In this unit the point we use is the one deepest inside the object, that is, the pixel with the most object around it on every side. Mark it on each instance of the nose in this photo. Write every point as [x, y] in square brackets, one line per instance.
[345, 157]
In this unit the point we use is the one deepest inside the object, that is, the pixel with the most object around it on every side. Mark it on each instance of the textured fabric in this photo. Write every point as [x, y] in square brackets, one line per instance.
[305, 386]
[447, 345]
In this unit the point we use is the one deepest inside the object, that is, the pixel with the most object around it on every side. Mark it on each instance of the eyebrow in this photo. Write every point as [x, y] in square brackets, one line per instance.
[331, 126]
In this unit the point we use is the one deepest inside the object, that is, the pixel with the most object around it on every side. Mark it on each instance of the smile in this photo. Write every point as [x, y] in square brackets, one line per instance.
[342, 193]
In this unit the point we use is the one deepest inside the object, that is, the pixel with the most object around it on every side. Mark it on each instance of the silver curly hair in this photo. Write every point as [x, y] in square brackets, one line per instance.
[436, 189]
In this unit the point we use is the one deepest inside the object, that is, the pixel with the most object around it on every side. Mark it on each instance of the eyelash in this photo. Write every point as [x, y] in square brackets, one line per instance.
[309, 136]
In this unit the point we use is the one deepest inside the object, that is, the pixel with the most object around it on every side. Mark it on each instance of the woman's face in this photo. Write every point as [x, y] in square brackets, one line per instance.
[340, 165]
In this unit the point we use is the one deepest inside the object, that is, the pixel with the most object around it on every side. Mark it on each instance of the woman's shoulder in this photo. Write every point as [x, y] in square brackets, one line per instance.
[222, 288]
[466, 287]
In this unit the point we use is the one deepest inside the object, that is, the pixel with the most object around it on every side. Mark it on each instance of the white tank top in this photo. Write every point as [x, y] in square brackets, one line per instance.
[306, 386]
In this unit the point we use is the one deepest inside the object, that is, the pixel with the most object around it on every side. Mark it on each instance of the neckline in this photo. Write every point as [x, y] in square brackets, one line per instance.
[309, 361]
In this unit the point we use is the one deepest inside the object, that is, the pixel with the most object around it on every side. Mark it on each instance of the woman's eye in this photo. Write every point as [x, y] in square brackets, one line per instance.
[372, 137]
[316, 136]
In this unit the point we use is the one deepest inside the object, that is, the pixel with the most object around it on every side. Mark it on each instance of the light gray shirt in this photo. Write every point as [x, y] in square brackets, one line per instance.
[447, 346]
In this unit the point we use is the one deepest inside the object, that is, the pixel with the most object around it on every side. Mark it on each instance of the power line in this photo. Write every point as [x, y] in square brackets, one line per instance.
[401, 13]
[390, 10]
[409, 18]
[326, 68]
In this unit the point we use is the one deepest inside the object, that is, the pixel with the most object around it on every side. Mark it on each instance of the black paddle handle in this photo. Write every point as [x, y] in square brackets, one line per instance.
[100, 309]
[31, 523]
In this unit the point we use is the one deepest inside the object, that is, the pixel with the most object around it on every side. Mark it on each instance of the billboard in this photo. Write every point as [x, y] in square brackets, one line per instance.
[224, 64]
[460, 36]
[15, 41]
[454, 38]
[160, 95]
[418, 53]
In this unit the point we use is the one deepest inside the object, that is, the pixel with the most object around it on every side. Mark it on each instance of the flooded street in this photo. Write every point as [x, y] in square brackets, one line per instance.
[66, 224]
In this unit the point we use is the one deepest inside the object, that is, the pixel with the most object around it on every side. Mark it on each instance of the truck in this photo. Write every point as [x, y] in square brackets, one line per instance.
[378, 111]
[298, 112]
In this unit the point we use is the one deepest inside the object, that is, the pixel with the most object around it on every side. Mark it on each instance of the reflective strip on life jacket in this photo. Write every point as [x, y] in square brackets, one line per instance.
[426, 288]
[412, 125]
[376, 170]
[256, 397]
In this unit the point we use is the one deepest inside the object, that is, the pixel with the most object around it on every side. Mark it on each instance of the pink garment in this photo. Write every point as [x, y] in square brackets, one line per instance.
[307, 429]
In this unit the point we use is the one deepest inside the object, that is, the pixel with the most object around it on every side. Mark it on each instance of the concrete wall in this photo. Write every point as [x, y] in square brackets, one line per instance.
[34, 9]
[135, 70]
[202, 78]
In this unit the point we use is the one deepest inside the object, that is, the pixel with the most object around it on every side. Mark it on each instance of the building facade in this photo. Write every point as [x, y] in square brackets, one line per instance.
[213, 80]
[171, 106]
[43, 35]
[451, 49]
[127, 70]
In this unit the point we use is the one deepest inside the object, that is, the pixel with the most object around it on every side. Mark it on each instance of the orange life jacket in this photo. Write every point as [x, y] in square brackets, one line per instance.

══════════

Given exercise: Put each line of the data above into a numbered list, leaving out any blank lines.

Complete response:
1. In this unit the point we use is the one deepest inside the object, that is, the pixel with the most object around it on every side. Mark it on each instance of the nose in this photo. Write every point as [x, y] in square brackets, one line per instance.
2. [345, 157]
3. In this unit the point we use is the one deepest inside the object, that is, the pixel with the most object around it on every side. Mark it on each instance of the textured fabric in this photo. Write every point as [x, y] in square brackets, one line per instance.
4. [305, 386]
5. [447, 345]
6. In this unit the point we use is the one deepest inside the object, that is, the pixel with the most object around it on every side. Mark it on each instance of the eyebrow in this photo. Write every point as [x, y] in square brackets, one line per instance.
7. [331, 126]
8. In this unit the point we use is the one deepest inside the object, that is, the pixel with the most object around it on every side. Mark it on each instance of the smile in this photo. Write every point as [x, y] in square brackets, one line per instance.
9. [342, 193]
10. In this unit the point we use is the one deepest inside the object, that is, the pixel with the most object around it on every side. Mark it on each instance of the silver curly hair in this photo. Write every point as [x, y] in square brackets, one line per instance.
11. [436, 189]
12. In this unit the point we use is the one deepest inside the object, that is, the pixel with the most object around it on every side. Mark it on each instance of the eyelash in this photo. Write every point as [x, y] in square brackets, one line per instance.
13. [309, 136]
14. In this unit the point we use is the one deepest inside the object, that is, the pixel with the most object around it on every side. Mark it on each instance of the woman's face in this photo. Write every point as [x, y] in square brackets, one line per instance.
15. [340, 165]
16. In this unit the point we use is the one deepest inside the object, that is, the pixel with the most object around it on every side. Mark it on each instance of the woman's shoulder in this photo. Write every point as [x, y] in square brackets, one line per instance.
17. [222, 288]
18. [466, 287]
19. In this unit the point we use is the one deepest inside the object, that is, the pixel with the most object around it on every side. Mark it on each instance of the white tank top in this photo. Write every point as [x, y] in square brackets, one line per instance.
20. [306, 386]
21. In this unit the point we use is the one deepest inside the object, that is, the pixel with the most object around it on every side. Mark it on each instance of the neckline in this photo. Write every point as [x, y] in square brackets, one line per instance.
22. [309, 361]
23. In this unit the point we use is the one deepest inside the object, that is, the pixel with the most object around it on every side. Mark it on each instance of the woman's eye in this photo. Write every point as [x, y] in square brackets, one line per instance.
24. [372, 137]
25. [316, 136]
26. In this unit the point we use is the one deepest inside the object, that is, the pixel with the most object around it on every side. Mark it on each instance of the light gray shirt in this photo. Write every point as [x, y] in square brackets, one line per instance.
27. [447, 346]
28. In this unit the point we use is the one deepest inside the object, that is, the pixel with the most object around it on every side. Mark it on each instance of the power line in this photo. Write every point as [x, y] in square brackets, one line per instance.
29. [401, 13]
30. [390, 10]
31. [409, 18]
32. [326, 68]
33. In this unit the point we use is the one deepest inside the object, that is, the pixel with the most object around it on every side. Mark it on each instance of the black paddle handle in this photo. Write every point as [x, y] in square brackets, one line per instance.
34. [100, 309]
35. [31, 523]
36. In this unit the point we use is the one deepest inside the object, that is, the pixel with the most object around it on every side. Mark it on each instance of the billboard in this photo. Write every point as [x, y] in square brackets, one line per instance.
37. [224, 64]
38. [460, 36]
39. [15, 41]
40. [454, 38]
41. [160, 95]
42. [418, 53]
43. In this unit the point we use is the one deepest inside the object, that is, the pixel with the most object around it on every side. Mark it on each instance of the flooded street in this photo. Write every point as [x, y] in square brackets, one line per instance.
44. [66, 224]
45. In this unit the point we use is the one deepest inside the object, that is, the pixel with the most object around it on every side. Mark it on each instance of the truck in this photo. Write every point as [x, y] in square brackets, one line per instance.
46. [378, 111]
47. [298, 112]
48. In this unit the point we use is the one deepest inside the object, that is, the pixel with the most object around it on every side. Mark it on each instance of the reflective strip on life jacket in this photo. Write every point as [x, y] in square brackets, one line per instance.
49. [426, 288]
50. [412, 125]
51. [376, 170]
52. [256, 397]
53. In this unit the point we use is the one deepest inside the object, that is, the pixel with the most object around it on every side. Mark it on each instance of the pink garment in this photo. Write every point as [x, y] in square brackets, one line per instance.
54. [307, 429]
55. In this unit the point we use is the one deepest inside the object, that is, the pixel with the most object around it on every side. Mark it on each instance of the concrete wall in this photo. Write every point as [x, y] in square brackets, one line per instance.
56. [34, 9]
57. [135, 70]
58. [202, 78]
59. In this unit the point we use is the one deepest inside the object, that is, the pixel with the most object around it on every side. Mark it on each instance of the building facade in this photo. Write every point as [x, y] in square brackets, one line per instance.
60. [213, 80]
61. [171, 106]
62. [43, 35]
63. [451, 49]
64. [127, 70]
65. In this unit the point we use is the one deepest inside the object, that is, the pixel with the most object around it on every side. Mark it on each instance of the orange life jacket in this photo. Write every point as [x, y] in square brackets, one line per instance.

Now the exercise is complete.